Output every line below exactly, please, omitting pictures.

● **DATA RECORDS**
§ §
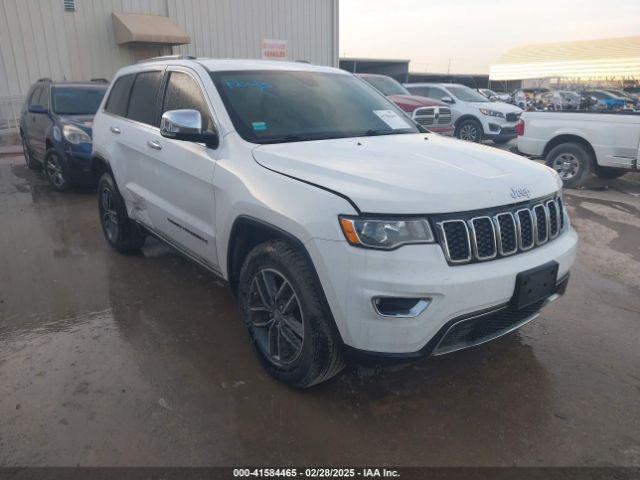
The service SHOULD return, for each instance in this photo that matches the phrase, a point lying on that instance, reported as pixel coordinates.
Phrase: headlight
(491, 113)
(385, 234)
(75, 135)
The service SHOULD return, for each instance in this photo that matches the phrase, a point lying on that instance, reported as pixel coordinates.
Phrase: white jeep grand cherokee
(339, 224)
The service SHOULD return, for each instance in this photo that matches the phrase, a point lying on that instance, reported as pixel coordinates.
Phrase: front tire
(573, 162)
(121, 233)
(609, 173)
(469, 130)
(54, 173)
(287, 321)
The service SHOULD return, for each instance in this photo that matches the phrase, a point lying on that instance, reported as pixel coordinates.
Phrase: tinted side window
(142, 105)
(43, 99)
(119, 96)
(421, 91)
(35, 95)
(183, 92)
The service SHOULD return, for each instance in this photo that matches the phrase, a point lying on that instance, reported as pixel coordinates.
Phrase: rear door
(183, 172)
(29, 123)
(42, 122)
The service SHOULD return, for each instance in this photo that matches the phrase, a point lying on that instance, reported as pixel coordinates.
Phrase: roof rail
(168, 57)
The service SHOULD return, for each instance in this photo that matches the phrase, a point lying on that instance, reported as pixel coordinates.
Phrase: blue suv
(55, 127)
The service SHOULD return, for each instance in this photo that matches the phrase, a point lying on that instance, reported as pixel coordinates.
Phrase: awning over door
(135, 28)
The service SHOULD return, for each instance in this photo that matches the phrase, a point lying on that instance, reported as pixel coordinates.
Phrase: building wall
(39, 39)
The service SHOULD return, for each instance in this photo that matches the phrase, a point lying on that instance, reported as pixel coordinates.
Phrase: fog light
(400, 307)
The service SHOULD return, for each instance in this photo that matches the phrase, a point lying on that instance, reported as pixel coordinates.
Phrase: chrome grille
(425, 116)
(444, 116)
(499, 232)
(430, 116)
(512, 117)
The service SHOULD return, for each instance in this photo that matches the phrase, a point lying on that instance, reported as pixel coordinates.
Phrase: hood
(411, 173)
(85, 122)
(498, 106)
(409, 103)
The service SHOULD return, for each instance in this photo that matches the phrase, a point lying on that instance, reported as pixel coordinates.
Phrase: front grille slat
(542, 224)
(483, 238)
(500, 233)
(456, 240)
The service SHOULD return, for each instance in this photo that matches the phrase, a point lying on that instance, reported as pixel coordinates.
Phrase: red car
(432, 114)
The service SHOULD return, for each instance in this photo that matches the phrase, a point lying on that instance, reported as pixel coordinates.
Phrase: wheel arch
(568, 138)
(246, 233)
(99, 166)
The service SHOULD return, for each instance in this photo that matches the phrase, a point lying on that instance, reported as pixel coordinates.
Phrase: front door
(183, 177)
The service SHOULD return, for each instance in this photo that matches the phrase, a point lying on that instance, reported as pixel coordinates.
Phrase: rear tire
(609, 173)
(470, 130)
(287, 320)
(54, 172)
(121, 233)
(573, 162)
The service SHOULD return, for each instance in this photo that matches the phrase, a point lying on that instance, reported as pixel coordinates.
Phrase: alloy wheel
(469, 132)
(276, 317)
(54, 171)
(109, 215)
(567, 165)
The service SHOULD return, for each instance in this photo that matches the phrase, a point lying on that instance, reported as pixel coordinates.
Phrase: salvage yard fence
(10, 108)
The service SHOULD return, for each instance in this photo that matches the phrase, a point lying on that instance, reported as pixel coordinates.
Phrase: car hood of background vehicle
(501, 107)
(85, 122)
(411, 173)
(411, 102)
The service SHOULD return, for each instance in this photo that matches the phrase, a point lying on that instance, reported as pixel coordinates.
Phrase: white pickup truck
(578, 144)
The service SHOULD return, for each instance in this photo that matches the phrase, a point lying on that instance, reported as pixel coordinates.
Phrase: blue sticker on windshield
(247, 84)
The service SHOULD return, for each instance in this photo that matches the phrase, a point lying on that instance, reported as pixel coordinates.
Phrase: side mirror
(186, 125)
(37, 109)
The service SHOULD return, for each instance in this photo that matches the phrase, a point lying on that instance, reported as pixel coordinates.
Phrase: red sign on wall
(274, 49)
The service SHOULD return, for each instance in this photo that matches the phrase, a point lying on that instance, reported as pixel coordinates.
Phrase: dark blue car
(55, 127)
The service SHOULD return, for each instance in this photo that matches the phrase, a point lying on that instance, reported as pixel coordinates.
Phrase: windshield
(77, 100)
(386, 85)
(275, 106)
(466, 94)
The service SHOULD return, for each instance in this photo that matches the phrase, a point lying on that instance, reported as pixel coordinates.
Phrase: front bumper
(76, 163)
(446, 131)
(351, 277)
(496, 131)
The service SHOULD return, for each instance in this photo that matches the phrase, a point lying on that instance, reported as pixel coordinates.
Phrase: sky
(466, 36)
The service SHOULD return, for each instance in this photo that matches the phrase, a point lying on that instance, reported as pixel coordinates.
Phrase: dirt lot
(142, 360)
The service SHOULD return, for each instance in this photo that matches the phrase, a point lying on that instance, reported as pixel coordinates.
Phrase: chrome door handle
(154, 144)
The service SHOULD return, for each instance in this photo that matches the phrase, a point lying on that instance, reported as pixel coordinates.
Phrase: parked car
(566, 100)
(55, 128)
(608, 101)
(577, 144)
(494, 96)
(632, 100)
(429, 113)
(337, 223)
(529, 98)
(475, 118)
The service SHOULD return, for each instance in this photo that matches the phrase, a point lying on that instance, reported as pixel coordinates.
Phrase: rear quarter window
(142, 104)
(119, 96)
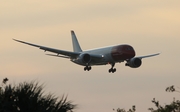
§ §
● **ANSWER FOR THIS EXERCISE**
The service SHOULD return, for each instance in this photo that matches the phrase, a point lying on that instance, reported as pixel coordinates.
Phrase: headlight
(491, 113)
(385, 234)
(75, 135)
The service SHOULD return, for each instance in this photo that matches the phrase, a point lying on that instance, reported as pixel coordinates.
Phrase: white jeep grand cherokee
(339, 224)
The service SHOULD return, for each instance in this photo that matches the phrase, a point lying on that instance, reported as pixel coordinates.
Phrase: front tire
(573, 162)
(121, 233)
(609, 173)
(469, 130)
(54, 173)
(287, 321)
The service SHOULD return, for each instance in this photo that matches the phrase, a point lying on that instance, reported as pixel coordinates.
Phrase: tinted side window
(142, 105)
(43, 99)
(119, 96)
(421, 91)
(35, 95)
(183, 92)
The service SHOULD return, for each instance in this photo that matches the phrase, a point lying on that instance, reported as pixel coordinates.
Phrase: rear door
(183, 172)
(29, 123)
(42, 122)
The service SHOULD return, for each instance in this photo that matches the phrase, a point lying on that instance, reported as pixel coordinates.
Phrase: roof rail
(168, 57)
The service SHOULD return, for each instance in this photo that matches the phrase, a point lying on that instance, reported as pixel coordinates.
Phrase: blue suv
(55, 127)
The service SHOULD return, for each instance in this photo that matches the phrase, a point lying on that instance, reported as pixel coordinates.
Phrase: awning over door
(135, 28)
The service SHOULD return, for each instance in this photo that matches the phrase, a point lying on that instance, reported as pixel coordinates.
Phrase: building wall
(39, 39)
The service SHOULD return, for each instance in this photo that matches the phrase, a point lying on that instance, reported as pixel coordinates.
Phrase: fog light
(400, 307)
The service SHOULD return, for each instance in this photo that matches the phrase, a point lying on that instance, reported as pixel coordinates.
Phrase: chrome grille
(425, 116)
(444, 116)
(499, 232)
(430, 116)
(512, 117)
The service SHOULD return, for each instance in this photo that matches the phrase, a point lying on that instance, reported as pixel coordinates.
Phrase: hood
(411, 173)
(85, 122)
(498, 106)
(409, 103)
The service SHOULD return, for each instance in this photo that matches the phrase, a point lying on that instance, reported as pixel coordinates.
Phrase: front grille slat
(542, 224)
(483, 238)
(500, 233)
(456, 240)
The service SHOULD return, for each instance in this photo that matches the phrase, a point lying on that instance, reported as pixel coordinates.
Phrase: red car
(432, 114)
The service SHOULD return, for each instance in this photo that matches the phrase, a point lying on that instance, reported as pixel coordinates.
Phrase: wheel arch
(568, 138)
(246, 233)
(99, 166)
The service SHOULD return, for each instance in this photo that matches the phrase, a point lying on that instance, reported as pixel coordinates.
Phrase: front door
(183, 177)
The service SHOULD return, for each instance in this photo that matches the phrase, a point lying on that instance, reported as pixel coordinates.
Phrase: rear tire
(609, 173)
(470, 130)
(287, 320)
(54, 172)
(121, 233)
(573, 162)
The service SHOULD return, for each instance in this photo that matches the phrase, a point lying on that instance, reported as pixel coordinates.
Phrase: alloy wheel
(469, 132)
(276, 317)
(54, 171)
(109, 215)
(567, 165)
The service SHOULD return, for each instance in this photo that matches the phrase, a point lying on that instance, reported as pixel coordinates.
Phrase: salvage yard fence
(10, 108)
The service SHOULD return, for each instance in this photo that matches the phrase, a point lying on that instance, reported as pixel coordinates.
Phrase: car hood of background vehicle
(501, 107)
(85, 122)
(411, 173)
(411, 102)
The service SHOULD return, for each instance in this photo that matches the phrase, a point lying on that instance, reported as pixel coordinates.
Phrase: white pickup truck
(578, 144)
The service SHOULD return, for each instance in this photo that matches the phrase, a point lying on that instance, reported as pixel coordinates.
Phrase: blue sticker on windshield
(247, 84)
The service SHOULD return, for each instance in this photo that matches the phrase, a point lying on that instance, reported as pixel coordinates.
Phrase: side mirror
(186, 125)
(37, 109)
The service SHOULD return, for each instance in this photo that matches the phrase, a point lying on that instance, reported as pixel coordinates.
Phrase: red sign on wall
(274, 49)
The service SHOULD return, for each instance in this photo that matches the phrase, a point lying on that instance, reported as pixel coordinates.
Phrase: dark blue car
(55, 127)
The service SHOULD return, for each instance in this photo that matches the phrase, a point lying on that instance, reported as pixel coordinates.
Phrase: windshield
(77, 100)
(386, 85)
(275, 106)
(466, 94)
The service SHOULD return, for each instance in this photo that matches the phrase, a point lying on that instance, reported as pixel coordinates.
Phrase: front bumper
(76, 163)
(446, 131)
(351, 277)
(496, 131)
The service SHOULD return, for each instance in this photo that matches the phrase, a point lying on that instance, reported as pixel coordinates.
Phrase: sky
(466, 36)
The service SHOULD return, for each instance in this photo that matches the phrase, a point lying on that instance, reported as pixel coordinates.
Phrase: dirt lot
(142, 360)
The service SHOULD return, for each instance in this photo that matches the phrase, a point lying on that instance, reported as pixel coordinates.
Phrase: chrome door handle
(154, 144)
The service SHOULD return, for each instance in this photo that matches the phrase, a point lying on that instance, reported as pixel coordinates.
Phrase: parked car
(566, 100)
(55, 128)
(608, 101)
(577, 144)
(494, 96)
(632, 100)
(429, 113)
(337, 223)
(529, 98)
(475, 118)
The service SHOULD return, for each instance in this photo that matches the phrase, a point lying on that instance, reported as pixel coordinates.
Phrase: rear quarter window
(142, 104)
(119, 96)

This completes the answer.